Input records:

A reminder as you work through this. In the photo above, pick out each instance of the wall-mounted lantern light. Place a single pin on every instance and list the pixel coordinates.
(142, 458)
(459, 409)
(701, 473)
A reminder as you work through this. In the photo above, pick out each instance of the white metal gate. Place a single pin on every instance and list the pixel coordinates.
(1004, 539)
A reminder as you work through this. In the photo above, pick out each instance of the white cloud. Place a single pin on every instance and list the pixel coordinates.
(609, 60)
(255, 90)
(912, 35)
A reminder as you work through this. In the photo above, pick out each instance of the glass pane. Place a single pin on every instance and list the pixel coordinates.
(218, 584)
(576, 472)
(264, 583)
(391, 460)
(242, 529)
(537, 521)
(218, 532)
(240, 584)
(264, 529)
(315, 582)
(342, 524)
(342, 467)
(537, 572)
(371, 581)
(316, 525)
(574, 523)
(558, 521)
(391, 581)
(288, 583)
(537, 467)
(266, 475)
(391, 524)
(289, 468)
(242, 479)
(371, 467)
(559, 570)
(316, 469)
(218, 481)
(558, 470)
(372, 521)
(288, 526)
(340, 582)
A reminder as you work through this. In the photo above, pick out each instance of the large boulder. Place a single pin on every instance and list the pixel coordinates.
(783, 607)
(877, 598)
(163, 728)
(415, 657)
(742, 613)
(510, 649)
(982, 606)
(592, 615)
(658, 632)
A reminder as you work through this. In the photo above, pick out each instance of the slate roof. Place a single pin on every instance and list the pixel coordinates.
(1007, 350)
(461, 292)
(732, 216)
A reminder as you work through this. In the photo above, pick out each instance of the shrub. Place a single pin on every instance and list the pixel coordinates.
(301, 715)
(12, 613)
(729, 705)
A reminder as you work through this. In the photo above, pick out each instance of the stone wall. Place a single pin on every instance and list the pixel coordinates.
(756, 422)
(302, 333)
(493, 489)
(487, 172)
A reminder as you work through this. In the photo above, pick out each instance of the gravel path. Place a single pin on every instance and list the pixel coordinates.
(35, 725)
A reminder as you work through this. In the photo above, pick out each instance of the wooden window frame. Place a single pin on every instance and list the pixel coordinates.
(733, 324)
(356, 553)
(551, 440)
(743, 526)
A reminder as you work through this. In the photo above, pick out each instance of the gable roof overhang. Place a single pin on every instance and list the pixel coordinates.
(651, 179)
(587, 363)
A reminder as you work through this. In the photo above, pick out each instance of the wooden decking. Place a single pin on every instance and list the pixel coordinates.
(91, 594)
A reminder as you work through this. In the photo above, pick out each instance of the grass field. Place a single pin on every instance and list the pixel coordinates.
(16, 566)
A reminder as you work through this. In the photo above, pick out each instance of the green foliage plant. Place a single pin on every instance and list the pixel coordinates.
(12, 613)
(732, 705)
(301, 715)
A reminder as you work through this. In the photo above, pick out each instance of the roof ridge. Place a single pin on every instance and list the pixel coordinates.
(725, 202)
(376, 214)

Description of the task:
Would you retype the lines of the data above, from the one holding "of the green" through its final line, exactly and without adding any other line?

Reply:
A reminder as you work through this. In the photo above, pick out each instance of the green foliage plant. Place a single pin on every instance and list the pixel coordinates.
(12, 613)
(732, 705)
(301, 715)
A reminder as you work through this. In the photo above, pick out each instance of the roof ridge. Place a single pin on every instance and list the pixel coordinates.
(725, 202)
(376, 214)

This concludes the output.